## Problem description
Please count the lines in the data below that contain the word "brown", and reply with that number only.

## Raw records
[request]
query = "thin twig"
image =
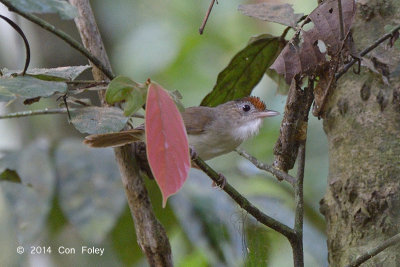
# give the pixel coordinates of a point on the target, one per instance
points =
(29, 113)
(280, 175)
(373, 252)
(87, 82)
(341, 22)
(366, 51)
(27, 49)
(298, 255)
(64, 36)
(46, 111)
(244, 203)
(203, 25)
==
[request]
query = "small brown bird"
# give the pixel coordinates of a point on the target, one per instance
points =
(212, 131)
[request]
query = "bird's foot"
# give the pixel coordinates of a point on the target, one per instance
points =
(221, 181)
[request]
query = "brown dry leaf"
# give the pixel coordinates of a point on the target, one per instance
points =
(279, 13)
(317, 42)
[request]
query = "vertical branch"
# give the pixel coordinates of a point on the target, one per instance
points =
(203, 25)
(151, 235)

## The answer
2